(Natural-language object grounding data)
%%

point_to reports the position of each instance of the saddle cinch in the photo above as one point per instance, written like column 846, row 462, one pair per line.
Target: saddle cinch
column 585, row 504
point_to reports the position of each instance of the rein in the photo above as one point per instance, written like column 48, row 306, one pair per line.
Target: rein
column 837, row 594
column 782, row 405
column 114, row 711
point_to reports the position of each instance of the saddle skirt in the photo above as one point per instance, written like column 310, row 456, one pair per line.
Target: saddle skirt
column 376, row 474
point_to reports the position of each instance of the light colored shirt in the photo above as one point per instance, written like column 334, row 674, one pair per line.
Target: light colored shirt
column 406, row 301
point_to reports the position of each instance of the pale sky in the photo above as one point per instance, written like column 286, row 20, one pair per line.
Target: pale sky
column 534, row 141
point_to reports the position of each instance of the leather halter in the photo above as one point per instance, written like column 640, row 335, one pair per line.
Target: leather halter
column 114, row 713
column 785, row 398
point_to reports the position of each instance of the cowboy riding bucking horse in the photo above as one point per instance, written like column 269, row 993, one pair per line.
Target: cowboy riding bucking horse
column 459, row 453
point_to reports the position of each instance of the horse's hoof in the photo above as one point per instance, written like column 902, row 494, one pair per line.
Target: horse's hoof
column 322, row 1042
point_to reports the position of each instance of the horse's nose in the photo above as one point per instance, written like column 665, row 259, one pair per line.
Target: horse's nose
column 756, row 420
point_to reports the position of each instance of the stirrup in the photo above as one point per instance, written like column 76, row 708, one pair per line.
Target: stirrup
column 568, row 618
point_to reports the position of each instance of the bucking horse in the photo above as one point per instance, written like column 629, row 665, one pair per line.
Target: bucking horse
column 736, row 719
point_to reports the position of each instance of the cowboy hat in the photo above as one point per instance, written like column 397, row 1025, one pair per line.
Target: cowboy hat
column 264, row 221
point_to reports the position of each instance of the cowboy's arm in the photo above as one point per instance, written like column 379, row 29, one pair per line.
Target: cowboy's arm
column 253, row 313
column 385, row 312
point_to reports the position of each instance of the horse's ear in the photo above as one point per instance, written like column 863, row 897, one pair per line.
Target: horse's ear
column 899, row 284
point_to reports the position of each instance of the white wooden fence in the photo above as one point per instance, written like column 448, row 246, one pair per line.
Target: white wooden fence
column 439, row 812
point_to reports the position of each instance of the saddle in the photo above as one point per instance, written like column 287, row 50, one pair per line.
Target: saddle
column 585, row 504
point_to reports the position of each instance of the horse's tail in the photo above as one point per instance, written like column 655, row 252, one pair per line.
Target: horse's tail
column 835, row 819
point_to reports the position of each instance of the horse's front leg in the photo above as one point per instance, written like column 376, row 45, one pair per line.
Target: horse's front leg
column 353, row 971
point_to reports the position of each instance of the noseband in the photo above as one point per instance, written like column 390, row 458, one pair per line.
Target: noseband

%%

What this task involves: Give the data again, exactly.

Answer to this task:
point_to reports the position of each instance of the saddle cinch in the photo above as one point per instance, written like column 846, row 462, one pair per line.
Target: saddle cinch
column 585, row 504
point_to reports the position of each instance of the rein in the photo above as one point per instance, written like column 48, row 306, one pair per line.
Target: rein
column 837, row 594
column 782, row 405
column 114, row 711
point_to reports the position of each instance of the saddle skirt in the photo above as one point per instance, written like column 310, row 456, one pair per line.
Target: saddle skirt
column 376, row 474
point_to reports the position of each instance of the light colored shirt in the photo above as one point per instance, written like column 334, row 674, one pair per line.
Target: light colored shirt
column 406, row 301
point_to reports the position of each instance of the pale sky in the photo above as one point per instance, written like column 286, row 20, one pair per line.
Target: pale sky
column 534, row 141
point_to reports the position of each instance of the leather halter in the photo above as one point per instance, written like column 640, row 335, one pair per line.
Target: leather halter
column 114, row 713
column 785, row 398
point_to reports the position of each instance of the cowboy riding bucking horse in the photo above as one point per instance, written like column 269, row 993, one pair per line.
Target: cowboy riding bucking horse
column 459, row 453
point_to reports the position of each instance of the horse's hoof in the photo above as one point per instance, written like column 902, row 494, one pair per line.
Target: horse's hoof
column 322, row 1042
point_to reports the position of each instance of the horse's nose in the photo above as one point per instance, written like column 665, row 259, one pair per line.
Target: horse's nose
column 756, row 420
point_to reports the position of each instance of the stirrup in the photo above as one point per instance, written like column 76, row 708, one pair per line.
Target: stirrup
column 568, row 618
point_to reports the position of each instance of the bucking horse in the photo above as one point per instance, written like column 629, row 665, one pair per line.
Target: bucking horse
column 736, row 719
point_to reports the position of each instance of the cowboy hat in the photo above as one point per instance, written like column 397, row 1025, one pair per line.
Target: cowboy hat
column 264, row 221
point_to reports the position of each instance of the cowboy's arm in the photo above as one point per instance, written like column 379, row 29, one pair per line.
Target: cowboy's arm
column 253, row 313
column 385, row 312
point_to reports the position of each instance of the horse's ear in the photo above as one point per instance, written like column 863, row 897, one pair per line.
Target: horse's ear
column 899, row 284
point_to reports the position of each instance of the white wooden fence in the photo above as one point per instance, written like column 448, row 246, one pair per line.
Target: white wooden fence
column 439, row 812
point_to reports the position of each instance of the saddle in the photo above as one point per instance, written like column 287, row 50, one pair per line.
Target: saddle
column 585, row 504
point_to reports the position of each instance of the horse's tail in the photo above as one point per instance, written like column 655, row 252, one pair per line.
Target: horse's tail
column 835, row 819
point_to reports the position of each instance of the horse's front leg in the photo above as one point per instance, written like column 376, row 45, one pair per line.
Target: horse's front leg
column 353, row 971
point_to reports the position of each instance of the noseband in the photo above as one point per instance, written like column 390, row 458, one pair per line.
Target: noseband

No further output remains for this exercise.